**Passage shown**
start
Because damon_callback hooks provide no synchronization, the callers work
in asynchronous ways or implement their own inefficient and complicated
synchronization mechanisms. It also means online DAMON parameters commit
can take up to one aggregation interval. On large systems having long
aggregation intervals, that can be too slow. The synchronization can be
done in more efficient and simple way while removing the latency
constraint if it can be done using damon_call().
The fact that damon_call() can be executed in the middle of the
aggregation makes damon_set_attrs() unsafe to be called from it, though.
Two real problems can occur in the case. First, converting the not yet
completely aggregated nr_accesses for new user-set intervals can arguably
degrade the accuracy or at least make the logic complicated. Second,
kdamond_reset_aggregated() will not be called after the monitoring results
update, so next aggregation starts from unclean state. This can result in
inconsistent and unexpected nr_accesses_bp.
Make it safe as follows. Catch the middle-of-the-aggregation case from
damon_set_attrs() by checking the passed_sample_intervals and
next_aggregationsis of the context. And pass the information to
nr_accesses conversion logic. The logic works as before if it is not the
case (called after the current aggregation is completed). If it is the
case (committing parameters in the middle of the aggregation), it drops
the nr_accesses information that so far aggregated, and make the status
same to the beginning of this aggregation, but as if the last aggregation
was started with the updated sampling/aggregation intervals.
end
**Data excerpt**
start
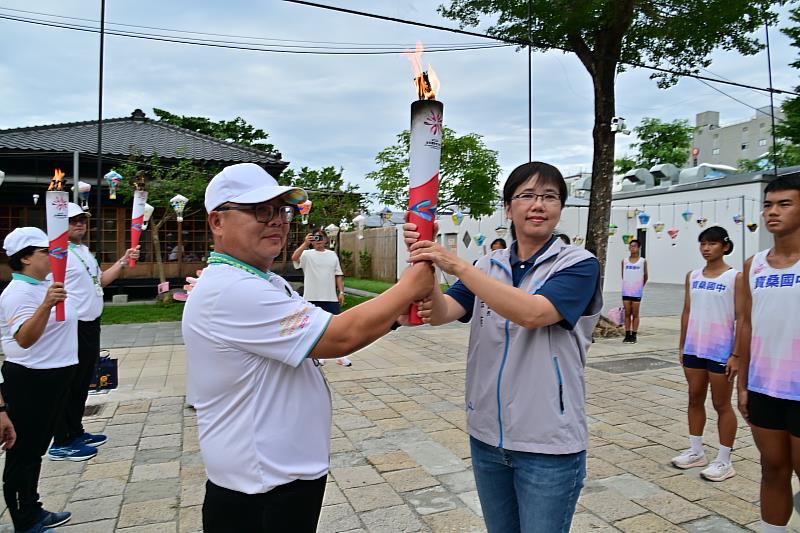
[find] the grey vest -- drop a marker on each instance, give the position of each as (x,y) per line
(525,389)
end
**Exercise set**
1. List every function name in the DAMON passage that is written with trailing parentheses, giving each one once.
2. Please carry the DAMON passage forward, starting right after its final sentence.

**Set of answers**
1.
damon_call()
damon_set_attrs()
kdamond_reset_aggregated()

2.
The middle-of-aggregastion check introduce yet another edge case, though.
This happens because kdamond_tune_intervals() can also call
damon_set_attrs() with the middle-of-aggregation check. Consider
damon_call() for parameters commit and kdamond_tune_intervals() are called
in same iteration of kdamond main loop. Because kdamond_tune_interval()
is called for aggregation intervals, it should be the end of the
aggregation. The first damon_set_attrs() call from kdamond_call()
understands it is the end of the aggregation and correctly handle it.
But, because the damon_set_attrs() updated next_aggregation_sis of the
context. Hence, the second damon_set_attrs() invocation from
kdamond_tune_interval() believes it is called in the middle of the
aggregation. It therefore resets aggregated information so far. After
that, kdamond_reset_interval() is called and double-reset the aggregated
information. Avoid this case, too, by setting the next_aggregation_sis
before kdamond_tune_intervals() is invoked.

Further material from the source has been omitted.